#### Records supplied

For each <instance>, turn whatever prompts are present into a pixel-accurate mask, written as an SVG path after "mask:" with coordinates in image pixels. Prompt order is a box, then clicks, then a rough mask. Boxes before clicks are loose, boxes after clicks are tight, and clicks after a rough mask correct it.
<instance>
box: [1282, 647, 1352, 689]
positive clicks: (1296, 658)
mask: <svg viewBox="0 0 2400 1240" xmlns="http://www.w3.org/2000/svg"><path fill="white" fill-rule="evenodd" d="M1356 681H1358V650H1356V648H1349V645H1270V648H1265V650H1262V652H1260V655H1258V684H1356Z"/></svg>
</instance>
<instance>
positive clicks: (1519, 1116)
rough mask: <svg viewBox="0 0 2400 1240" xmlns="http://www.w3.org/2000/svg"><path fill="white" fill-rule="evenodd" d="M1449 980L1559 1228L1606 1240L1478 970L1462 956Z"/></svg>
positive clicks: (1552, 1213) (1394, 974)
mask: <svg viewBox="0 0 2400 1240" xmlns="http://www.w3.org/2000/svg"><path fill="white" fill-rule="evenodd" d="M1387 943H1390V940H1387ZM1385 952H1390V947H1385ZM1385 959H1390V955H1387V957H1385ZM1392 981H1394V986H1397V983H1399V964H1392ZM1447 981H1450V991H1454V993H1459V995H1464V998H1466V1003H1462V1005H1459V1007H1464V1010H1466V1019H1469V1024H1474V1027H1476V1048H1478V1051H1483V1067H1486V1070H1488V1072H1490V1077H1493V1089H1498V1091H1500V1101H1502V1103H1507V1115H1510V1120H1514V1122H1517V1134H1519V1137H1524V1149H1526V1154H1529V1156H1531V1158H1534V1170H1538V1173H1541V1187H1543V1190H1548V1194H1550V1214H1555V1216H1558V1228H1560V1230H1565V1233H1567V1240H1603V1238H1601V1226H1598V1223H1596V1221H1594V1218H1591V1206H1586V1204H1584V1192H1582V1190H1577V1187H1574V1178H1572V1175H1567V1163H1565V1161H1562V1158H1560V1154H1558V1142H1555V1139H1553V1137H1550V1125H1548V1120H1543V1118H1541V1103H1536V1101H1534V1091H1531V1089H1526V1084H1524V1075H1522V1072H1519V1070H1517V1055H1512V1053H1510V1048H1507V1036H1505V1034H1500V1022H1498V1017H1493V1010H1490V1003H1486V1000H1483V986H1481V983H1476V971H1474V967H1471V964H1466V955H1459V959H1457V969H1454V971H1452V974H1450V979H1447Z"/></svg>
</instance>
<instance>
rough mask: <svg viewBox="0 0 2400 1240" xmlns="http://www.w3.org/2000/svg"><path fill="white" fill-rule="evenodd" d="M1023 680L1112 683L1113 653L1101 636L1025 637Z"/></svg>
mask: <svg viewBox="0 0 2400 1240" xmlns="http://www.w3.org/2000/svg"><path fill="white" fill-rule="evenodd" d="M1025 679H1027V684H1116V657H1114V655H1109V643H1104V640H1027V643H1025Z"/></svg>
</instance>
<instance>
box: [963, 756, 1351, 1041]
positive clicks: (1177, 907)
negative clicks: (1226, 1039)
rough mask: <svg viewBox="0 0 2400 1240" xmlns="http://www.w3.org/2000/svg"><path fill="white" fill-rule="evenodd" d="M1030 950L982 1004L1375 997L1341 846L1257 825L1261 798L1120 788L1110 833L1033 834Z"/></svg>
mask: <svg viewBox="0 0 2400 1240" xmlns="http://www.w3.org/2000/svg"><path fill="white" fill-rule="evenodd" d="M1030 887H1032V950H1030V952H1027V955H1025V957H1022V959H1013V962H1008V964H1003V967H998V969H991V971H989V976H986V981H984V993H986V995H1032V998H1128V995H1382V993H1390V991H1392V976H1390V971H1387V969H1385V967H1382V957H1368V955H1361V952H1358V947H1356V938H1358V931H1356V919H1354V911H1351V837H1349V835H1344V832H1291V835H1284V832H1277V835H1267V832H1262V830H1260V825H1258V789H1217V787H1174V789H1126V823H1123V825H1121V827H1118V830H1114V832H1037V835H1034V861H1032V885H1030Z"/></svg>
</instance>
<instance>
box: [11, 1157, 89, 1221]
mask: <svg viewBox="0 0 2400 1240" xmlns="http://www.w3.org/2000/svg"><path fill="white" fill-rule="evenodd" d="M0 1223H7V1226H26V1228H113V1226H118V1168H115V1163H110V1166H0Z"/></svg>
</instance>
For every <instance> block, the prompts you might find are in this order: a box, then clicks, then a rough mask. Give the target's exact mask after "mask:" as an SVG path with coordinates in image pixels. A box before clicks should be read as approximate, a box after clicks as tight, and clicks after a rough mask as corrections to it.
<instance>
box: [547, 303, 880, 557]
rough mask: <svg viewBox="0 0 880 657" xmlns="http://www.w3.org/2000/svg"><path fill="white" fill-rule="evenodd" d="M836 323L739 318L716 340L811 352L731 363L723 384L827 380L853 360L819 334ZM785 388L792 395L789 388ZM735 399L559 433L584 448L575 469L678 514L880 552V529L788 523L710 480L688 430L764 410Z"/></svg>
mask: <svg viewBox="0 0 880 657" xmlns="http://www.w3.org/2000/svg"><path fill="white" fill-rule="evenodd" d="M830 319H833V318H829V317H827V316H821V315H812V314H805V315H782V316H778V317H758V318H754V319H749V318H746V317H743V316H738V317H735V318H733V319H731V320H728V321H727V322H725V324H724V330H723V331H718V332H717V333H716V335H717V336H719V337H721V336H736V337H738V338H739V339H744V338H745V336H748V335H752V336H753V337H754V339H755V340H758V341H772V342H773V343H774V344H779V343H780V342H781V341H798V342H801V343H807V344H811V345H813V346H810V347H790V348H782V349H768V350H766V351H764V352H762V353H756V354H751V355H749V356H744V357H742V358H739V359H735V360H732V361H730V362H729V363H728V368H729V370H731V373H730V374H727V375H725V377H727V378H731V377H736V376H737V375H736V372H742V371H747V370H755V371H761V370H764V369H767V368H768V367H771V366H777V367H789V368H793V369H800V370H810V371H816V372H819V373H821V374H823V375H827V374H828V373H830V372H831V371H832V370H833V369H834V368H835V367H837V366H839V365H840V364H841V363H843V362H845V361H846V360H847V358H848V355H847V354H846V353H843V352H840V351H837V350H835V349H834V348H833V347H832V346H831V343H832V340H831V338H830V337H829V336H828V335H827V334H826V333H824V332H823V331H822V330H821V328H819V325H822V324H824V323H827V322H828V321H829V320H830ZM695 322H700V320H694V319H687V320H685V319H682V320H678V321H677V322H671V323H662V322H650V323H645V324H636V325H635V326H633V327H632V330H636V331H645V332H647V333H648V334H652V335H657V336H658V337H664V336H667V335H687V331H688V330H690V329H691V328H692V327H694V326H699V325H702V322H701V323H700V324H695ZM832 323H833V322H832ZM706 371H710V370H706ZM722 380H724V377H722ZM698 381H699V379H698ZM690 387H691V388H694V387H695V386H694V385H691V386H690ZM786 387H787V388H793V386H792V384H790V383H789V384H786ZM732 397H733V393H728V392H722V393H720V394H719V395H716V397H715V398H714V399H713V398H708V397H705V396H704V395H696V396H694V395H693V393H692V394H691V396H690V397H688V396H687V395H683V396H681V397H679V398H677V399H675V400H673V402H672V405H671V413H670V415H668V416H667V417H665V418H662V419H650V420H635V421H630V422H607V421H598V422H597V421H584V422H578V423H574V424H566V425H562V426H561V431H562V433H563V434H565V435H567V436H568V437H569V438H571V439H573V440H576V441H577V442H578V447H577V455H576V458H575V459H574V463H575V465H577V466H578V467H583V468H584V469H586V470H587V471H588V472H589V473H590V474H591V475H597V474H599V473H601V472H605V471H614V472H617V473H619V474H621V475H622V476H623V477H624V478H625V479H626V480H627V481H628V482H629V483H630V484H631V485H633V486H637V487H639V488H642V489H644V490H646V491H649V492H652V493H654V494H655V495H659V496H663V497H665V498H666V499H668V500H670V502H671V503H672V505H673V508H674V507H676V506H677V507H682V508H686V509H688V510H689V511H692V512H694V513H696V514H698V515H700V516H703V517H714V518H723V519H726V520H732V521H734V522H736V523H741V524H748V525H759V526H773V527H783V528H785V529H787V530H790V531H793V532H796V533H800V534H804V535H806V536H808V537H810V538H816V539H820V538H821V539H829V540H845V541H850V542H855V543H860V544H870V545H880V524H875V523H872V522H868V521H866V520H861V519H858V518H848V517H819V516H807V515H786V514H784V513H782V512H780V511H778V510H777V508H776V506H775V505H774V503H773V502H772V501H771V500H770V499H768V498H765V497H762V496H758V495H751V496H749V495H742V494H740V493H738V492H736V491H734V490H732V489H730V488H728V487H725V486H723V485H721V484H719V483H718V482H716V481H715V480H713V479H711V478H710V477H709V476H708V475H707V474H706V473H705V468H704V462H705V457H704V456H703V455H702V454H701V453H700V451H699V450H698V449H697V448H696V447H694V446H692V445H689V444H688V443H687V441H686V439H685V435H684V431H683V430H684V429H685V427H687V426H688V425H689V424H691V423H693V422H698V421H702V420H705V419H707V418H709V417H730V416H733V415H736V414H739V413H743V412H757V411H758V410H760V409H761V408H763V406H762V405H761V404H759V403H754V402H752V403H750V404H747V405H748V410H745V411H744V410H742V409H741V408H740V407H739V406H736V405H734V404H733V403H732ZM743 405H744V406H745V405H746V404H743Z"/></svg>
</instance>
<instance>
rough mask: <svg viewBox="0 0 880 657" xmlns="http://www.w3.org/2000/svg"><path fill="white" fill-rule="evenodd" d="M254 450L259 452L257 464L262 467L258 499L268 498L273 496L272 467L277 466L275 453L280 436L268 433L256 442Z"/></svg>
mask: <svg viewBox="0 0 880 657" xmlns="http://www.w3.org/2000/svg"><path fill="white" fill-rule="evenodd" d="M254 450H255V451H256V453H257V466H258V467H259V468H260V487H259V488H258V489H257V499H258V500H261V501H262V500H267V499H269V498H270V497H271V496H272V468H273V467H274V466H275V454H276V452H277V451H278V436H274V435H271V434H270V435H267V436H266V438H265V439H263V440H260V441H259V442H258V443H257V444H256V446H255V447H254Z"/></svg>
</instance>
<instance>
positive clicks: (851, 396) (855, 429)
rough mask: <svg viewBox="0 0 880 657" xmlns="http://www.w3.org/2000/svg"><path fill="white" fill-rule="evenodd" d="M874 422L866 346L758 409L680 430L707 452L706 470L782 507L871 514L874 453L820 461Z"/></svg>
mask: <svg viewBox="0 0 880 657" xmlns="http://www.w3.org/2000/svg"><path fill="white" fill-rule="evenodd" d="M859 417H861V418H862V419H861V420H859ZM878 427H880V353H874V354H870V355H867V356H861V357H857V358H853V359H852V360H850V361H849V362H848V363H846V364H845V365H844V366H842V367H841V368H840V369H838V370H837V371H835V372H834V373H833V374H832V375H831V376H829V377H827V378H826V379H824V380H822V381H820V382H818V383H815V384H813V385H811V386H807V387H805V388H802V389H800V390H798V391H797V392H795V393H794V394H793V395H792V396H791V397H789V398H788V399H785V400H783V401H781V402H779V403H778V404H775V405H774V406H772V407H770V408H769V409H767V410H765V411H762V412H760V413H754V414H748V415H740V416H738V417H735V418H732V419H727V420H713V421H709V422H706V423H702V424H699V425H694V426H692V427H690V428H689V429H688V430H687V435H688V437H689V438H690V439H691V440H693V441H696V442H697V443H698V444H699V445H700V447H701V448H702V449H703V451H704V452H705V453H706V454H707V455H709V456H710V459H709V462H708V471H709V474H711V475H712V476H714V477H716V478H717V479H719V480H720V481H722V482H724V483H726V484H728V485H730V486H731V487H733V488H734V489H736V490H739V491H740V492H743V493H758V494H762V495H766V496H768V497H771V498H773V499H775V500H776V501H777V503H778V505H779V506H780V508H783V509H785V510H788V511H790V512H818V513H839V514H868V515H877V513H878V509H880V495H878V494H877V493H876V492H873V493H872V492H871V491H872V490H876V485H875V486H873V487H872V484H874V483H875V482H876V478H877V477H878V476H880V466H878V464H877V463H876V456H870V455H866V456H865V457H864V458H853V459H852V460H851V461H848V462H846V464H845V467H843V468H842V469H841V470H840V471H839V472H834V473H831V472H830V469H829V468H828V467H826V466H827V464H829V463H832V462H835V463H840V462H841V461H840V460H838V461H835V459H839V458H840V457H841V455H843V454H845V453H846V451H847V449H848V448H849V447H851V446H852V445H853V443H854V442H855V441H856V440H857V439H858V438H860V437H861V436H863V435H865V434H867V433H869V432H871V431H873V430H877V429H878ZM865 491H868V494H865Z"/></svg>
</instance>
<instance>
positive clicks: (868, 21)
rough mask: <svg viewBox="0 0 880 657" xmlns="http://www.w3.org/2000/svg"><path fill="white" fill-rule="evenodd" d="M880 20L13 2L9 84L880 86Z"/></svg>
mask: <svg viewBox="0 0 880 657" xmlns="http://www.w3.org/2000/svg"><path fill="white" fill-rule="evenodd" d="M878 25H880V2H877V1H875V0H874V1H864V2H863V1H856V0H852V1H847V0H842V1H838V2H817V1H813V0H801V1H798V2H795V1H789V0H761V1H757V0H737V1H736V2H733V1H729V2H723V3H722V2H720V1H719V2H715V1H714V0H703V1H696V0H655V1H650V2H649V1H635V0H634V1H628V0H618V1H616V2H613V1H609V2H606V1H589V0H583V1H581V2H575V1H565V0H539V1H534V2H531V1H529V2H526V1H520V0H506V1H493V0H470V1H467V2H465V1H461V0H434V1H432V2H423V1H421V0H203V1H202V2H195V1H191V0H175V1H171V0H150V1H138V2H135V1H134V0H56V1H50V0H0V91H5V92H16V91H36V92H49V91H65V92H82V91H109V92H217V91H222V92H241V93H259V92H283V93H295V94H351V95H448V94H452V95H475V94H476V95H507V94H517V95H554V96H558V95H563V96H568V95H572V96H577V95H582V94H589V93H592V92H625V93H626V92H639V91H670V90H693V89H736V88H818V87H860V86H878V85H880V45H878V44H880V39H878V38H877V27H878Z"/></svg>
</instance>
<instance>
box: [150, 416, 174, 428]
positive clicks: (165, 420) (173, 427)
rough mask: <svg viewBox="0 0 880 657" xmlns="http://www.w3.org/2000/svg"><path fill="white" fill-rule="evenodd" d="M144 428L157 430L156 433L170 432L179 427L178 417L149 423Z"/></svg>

########

● What to work on
All lines from the start of the entries through the line where "980L1559 1228L1606 1240L1478" sits should be duplicated exactly, with nothing else in the output.

● Solution to this exercise
For each <instance>, turn whatever prompts are present into a pixel-accurate mask, written as an SVG path after "mask:" with coordinates in image pixels. Prompt order is a box, then clicks, then a rough mask. Boxes before clicks are loose, boxes after clicks are tight, and clicks after a rough mask correct it.
<instance>
box: [1282, 647, 1352, 689]
positive clicks: (1296, 658)
mask: <svg viewBox="0 0 2400 1240" xmlns="http://www.w3.org/2000/svg"><path fill="white" fill-rule="evenodd" d="M1356 681H1358V650H1356V648H1349V645H1270V648H1265V650H1262V652H1260V655H1258V684H1356Z"/></svg>
</instance>
<instance>
positive clicks: (1519, 1116)
rough mask: <svg viewBox="0 0 2400 1240" xmlns="http://www.w3.org/2000/svg"><path fill="white" fill-rule="evenodd" d="M1449 980L1559 1228L1606 1240L1478 970L1462 956Z"/></svg>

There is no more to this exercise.